Task description
Provide a verbatim copy of the data below.

===== Extracted data =====

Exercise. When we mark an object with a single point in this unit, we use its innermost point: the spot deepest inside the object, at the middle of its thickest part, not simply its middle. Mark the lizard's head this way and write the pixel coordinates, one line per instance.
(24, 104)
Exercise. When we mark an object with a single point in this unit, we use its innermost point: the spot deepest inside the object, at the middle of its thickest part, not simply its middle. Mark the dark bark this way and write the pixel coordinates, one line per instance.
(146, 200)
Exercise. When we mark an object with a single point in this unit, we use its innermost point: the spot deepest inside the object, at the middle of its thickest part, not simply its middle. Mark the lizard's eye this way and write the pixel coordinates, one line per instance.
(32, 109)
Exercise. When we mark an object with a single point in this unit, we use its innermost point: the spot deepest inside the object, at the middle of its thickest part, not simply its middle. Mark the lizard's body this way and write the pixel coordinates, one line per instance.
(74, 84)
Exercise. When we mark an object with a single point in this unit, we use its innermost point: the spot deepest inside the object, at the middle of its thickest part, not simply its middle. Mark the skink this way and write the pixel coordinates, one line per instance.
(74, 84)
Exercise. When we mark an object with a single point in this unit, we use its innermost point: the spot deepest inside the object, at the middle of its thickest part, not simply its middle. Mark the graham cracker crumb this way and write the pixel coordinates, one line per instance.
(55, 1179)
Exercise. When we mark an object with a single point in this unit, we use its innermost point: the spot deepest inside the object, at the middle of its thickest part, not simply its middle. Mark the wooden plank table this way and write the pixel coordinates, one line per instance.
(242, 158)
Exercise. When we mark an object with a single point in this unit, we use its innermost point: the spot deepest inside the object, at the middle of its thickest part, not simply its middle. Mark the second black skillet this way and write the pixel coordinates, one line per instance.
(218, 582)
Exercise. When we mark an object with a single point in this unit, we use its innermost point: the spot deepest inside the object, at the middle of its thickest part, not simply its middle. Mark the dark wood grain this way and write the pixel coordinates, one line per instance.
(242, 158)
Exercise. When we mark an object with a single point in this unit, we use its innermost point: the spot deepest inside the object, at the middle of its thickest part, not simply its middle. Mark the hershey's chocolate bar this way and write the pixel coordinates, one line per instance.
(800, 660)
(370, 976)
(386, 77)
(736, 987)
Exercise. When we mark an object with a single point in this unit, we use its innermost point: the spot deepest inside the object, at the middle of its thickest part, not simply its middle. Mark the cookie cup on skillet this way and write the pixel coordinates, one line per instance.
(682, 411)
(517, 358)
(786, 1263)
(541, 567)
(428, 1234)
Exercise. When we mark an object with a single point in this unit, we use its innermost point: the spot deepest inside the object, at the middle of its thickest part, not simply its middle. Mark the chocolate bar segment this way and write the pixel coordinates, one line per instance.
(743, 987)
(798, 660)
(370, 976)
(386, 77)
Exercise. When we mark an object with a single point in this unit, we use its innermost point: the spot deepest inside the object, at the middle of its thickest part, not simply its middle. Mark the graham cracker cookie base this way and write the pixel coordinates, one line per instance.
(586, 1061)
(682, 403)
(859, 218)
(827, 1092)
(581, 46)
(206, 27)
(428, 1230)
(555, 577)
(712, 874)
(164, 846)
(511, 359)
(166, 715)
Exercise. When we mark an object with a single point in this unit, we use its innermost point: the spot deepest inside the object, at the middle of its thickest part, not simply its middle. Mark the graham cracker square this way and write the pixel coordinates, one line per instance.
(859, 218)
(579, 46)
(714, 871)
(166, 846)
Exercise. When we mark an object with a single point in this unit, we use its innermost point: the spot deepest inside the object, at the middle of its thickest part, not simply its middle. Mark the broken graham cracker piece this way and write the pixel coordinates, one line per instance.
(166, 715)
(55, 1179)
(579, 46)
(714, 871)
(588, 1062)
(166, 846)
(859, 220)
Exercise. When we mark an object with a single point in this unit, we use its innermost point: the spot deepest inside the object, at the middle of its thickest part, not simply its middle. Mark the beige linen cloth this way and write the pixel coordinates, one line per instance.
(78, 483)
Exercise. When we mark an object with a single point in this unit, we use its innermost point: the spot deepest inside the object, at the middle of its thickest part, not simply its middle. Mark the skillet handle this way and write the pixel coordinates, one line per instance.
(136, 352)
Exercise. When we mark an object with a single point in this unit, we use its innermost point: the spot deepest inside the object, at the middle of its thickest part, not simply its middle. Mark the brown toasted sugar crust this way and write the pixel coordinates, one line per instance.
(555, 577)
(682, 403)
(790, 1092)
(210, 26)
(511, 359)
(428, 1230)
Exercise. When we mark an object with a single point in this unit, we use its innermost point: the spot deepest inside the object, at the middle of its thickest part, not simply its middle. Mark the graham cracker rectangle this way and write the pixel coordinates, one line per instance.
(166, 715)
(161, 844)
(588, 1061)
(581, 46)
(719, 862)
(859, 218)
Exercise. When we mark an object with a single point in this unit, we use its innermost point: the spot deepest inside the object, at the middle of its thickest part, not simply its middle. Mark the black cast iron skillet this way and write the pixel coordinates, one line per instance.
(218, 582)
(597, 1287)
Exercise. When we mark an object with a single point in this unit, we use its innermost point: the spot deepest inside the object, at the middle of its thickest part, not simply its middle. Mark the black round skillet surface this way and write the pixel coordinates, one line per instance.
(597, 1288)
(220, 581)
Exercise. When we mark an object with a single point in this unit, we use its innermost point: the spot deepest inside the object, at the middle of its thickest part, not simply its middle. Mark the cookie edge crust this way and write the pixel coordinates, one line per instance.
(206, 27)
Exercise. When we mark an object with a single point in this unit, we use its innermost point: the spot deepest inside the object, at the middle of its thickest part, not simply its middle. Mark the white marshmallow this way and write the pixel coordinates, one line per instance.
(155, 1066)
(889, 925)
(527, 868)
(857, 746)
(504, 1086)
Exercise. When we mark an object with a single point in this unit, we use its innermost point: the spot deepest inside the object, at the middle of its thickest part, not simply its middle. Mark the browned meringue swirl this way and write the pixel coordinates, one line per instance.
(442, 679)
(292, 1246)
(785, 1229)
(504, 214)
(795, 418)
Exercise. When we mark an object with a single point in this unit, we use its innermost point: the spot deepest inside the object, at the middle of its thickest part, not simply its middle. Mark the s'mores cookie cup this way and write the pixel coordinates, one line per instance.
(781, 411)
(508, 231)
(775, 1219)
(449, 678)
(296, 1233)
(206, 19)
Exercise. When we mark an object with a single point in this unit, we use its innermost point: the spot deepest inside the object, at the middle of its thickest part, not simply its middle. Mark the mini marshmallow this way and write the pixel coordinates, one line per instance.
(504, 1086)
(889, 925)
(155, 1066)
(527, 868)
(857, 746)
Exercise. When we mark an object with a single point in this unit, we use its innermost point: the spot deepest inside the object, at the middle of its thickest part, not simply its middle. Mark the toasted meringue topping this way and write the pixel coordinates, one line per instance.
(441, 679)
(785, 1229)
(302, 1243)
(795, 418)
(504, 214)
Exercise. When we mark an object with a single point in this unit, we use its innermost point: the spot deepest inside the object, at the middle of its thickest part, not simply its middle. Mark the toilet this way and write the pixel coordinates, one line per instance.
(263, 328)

=====

Problem solution
Exercise. When we mark an object with a single point in this unit, we use its innermost point: the spot deepest inside the object, at the middle of its thickest part, not simply its middle. Mark the lizard's head this way and write the pixel coordinates, one line per instance.
(24, 104)
Exercise. When we mark an object with a single point in this unit, we use its innermost point: the spot deepest inside the object, at the middle of its thickest part, not simply its middle. Mark the dark bark this way and write the pixel coordinates, one line per instance.
(146, 200)
Exercise. When we mark an object with a single point in this unit, we use its innermost point: the spot deepest inside the object, at the middle of its thickest part, not simply its middle. Mark the lizard's eye this way and write the pixel coordinates, one line per instance.
(32, 109)
Exercise. When we mark an object with a single point in this unit, we use its innermost point: the spot deepest inside the object, at the middle of its thickest part, not simply its middle. Mark the lizard's body this way and write the pixel coordinates, one line per instance.
(74, 84)
Exercise. When we mark an object with a single point in this unit, we use its innermost point: the spot deepest inside the object, at the middle of its thickest part, not simply its middle. Mark the skink this way and write the pixel coordinates, one line per instance.
(74, 84)
Exercise. When we mark an object with a single point in this unit, we use its innermost point: the spot deepest inside the object, at the middle of its thickest part, not simply its middle. Mark the graham cracker crumb this way and write the pixel coordinates, one line per instance.
(55, 1179)
Exercise. When we mark an object with a single point in this unit, we use its innermost point: the spot deepest inside the object, at the middle of its thickest part, not simply its middle. Mark the wooden plank table this way and write the pixel coordinates, one line per instance.
(242, 158)
Exercise. When we mark an object with a single point in this unit, we use its innermost point: the spot deepest inside the object, at the middle of its thickest part, not simply its middle. Mark the second black skillet this way and write the pixel coordinates, one line per instance.
(218, 582)
Exercise. When we mark an object with a single point in this unit, we use its innermost point: the spot deepest inside the object, at the middle of its thickest part, not simply its middle. Mark the dark wood grain this way and write the pixel coordinates, one line per instance.
(242, 158)
Exercise. When we mark an object with a single point in this unit, we use its innermost point: the spot deepest inside the object, at the middle of its thickest part, not simply its middle. Mark the hershey's chocolate bar this way and write the pixel coordinates, one line per instance.
(800, 660)
(370, 976)
(386, 77)
(736, 987)
Exercise. When we mark an object with a single point in this unit, we use its innermost point: the spot deepest inside the object, at the middle of its thickest part, not simply its middle. Mark the cookie cup on skillet this way and write the pixel coordinates, one line per instance.
(682, 411)
(517, 358)
(786, 1263)
(541, 567)
(428, 1234)
Exercise. When we mark an object with a single point in this unit, we use its innermost point: the spot deepest inside the object, at the middle of its thickest part, not simply its middle. Mark the chocolate bar segment this way and write the pixel coordinates, one line per instance.
(743, 987)
(798, 660)
(370, 976)
(386, 77)
Exercise. When we mark an object with a single point in this unit, we use its innermost point: the spot deepest inside the object, at the middle of its thickest part, not simply its middle. Mark the graham cracker cookie base this way and write the pixel coordinates, one line per instance.
(586, 1061)
(682, 403)
(859, 218)
(827, 1092)
(581, 46)
(206, 27)
(428, 1230)
(555, 577)
(712, 874)
(164, 846)
(511, 359)
(166, 715)
Exercise. When we mark an object with a single point in this unit, we use its innermost point: the spot deepest inside the object, at the middle of its thickest part, not simply its middle. Mark the graham cracker square this way and write the pixel coordinates, one line per instance.
(859, 218)
(579, 46)
(714, 871)
(166, 846)
Exercise. When we mark an object with a single point in this unit, we use its innermost point: the spot deepest inside the object, at the middle of its thickest part, not simply its middle. Mark the broken graham cracker piece this way and write the pixel coordinates, one line per instance.
(166, 715)
(55, 1179)
(579, 46)
(714, 871)
(588, 1062)
(166, 846)
(859, 220)
Exercise. When we mark an object with a single point in this unit, we use its innermost point: the spot deepest inside the object, at the middle of its thickest part, not simply its middle. Mark the beige linen cloth this way and write the pixel coordinates, one line per instance.
(78, 483)
Exercise. When we mark an object with a single point in this unit, we use its innermost point: the spot deepest inside the object, at the middle of its thickest part, not simply its middle. Mark the skillet handle this way and write the pixel coordinates, one line per instance.
(136, 352)
Exercise. When we mark an object with a single point in this unit, we use its innermost point: the spot deepest inside the object, at the middle of its thickest part, not simply its middle. Mark the brown toasted sugar crust this way and write the pixel coordinates, one line per instance.
(555, 577)
(682, 403)
(790, 1092)
(210, 26)
(511, 359)
(428, 1230)
Exercise. When we mark an object with a single point in this unit, we use its innermost point: the spot deepest inside the object, at the middle of its thickest part, not simply its middle. Mark the graham cracker rectangle this way and write the pixel coordinates, one line per instance.
(166, 715)
(161, 844)
(588, 1061)
(581, 46)
(719, 862)
(859, 218)
Exercise. When we mark an object with a single point in this unit, we use its innermost point: the spot deepest inside the object, at the middle of its thickest part, not simply its middle. Mark the black cast iron skillet this way and write the pixel coordinates, one line per instance.
(218, 582)
(597, 1287)
Exercise. When we mark an object with a single point in this unit, we use its innermost point: the spot deepest inside the object, at the middle of its thickest part, not simply its middle. Mark the black round skillet surface this way and write the pixel coordinates, one line per instance.
(597, 1288)
(220, 581)
Exercise. When we mark an object with a single point in this unit, we use its innermost point: the spot deepest inside the object, at the middle of its thickest part, not simply its middle. Mark the cookie edge crust this way and write the pixel coordinates, one line per instance.
(206, 27)
Exercise. When we mark an object with a single point in this unit, we use its innermost point: the spot deepest inside the object, at the middle of its thickest part, not simply its middle. Mark the white marshmallow this way and write the pixel coordinates, one line per instance.
(155, 1066)
(889, 925)
(527, 868)
(857, 746)
(504, 1086)
Exercise. When we mark an object with a single point in this unit, we use its innermost point: the spot deepest inside the object, at the middle of its thickest part, not simply its middle. Mark the browned meringue swirl this way and write the pixel coordinates, one line per instance.
(442, 679)
(292, 1246)
(785, 1229)
(504, 214)
(795, 418)
Exercise. When we mark an object with a single point in this unit, we use its innermost point: the spot deepest inside the object, at the middle of its thickest part, not simply its middle. Mark the s'mores cookie cup this way and write the pixel coordinates, one line per instance.
(781, 411)
(508, 231)
(775, 1219)
(449, 678)
(296, 1233)
(206, 19)
Exercise. When we mark an object with a single point in this unit, we use its innermost point: the spot deepest inside the object, at the middle of its thickest part, not simply its middle. Mark the mini marshmallow this way and write the pixel coordinates, one line per instance.
(504, 1086)
(889, 925)
(155, 1066)
(527, 868)
(857, 746)
Exercise. When we mark an object with a single point in this unit, we use its innermost point: the spot deepest inside the object, at the middle of its thickest part, not simply its middle. Mark the toasted meringue topping this way and write the pixel coordinates, one line per instance.
(441, 679)
(785, 1229)
(302, 1243)
(795, 418)
(504, 214)
Exercise. When we mark an object with a single point in this unit, we use its innermost point: the spot deepest inside the object, at the middle of its thickest part, not simply its middle. Mark the toilet this way and write the pixel coordinates, one line per instance.
(263, 328)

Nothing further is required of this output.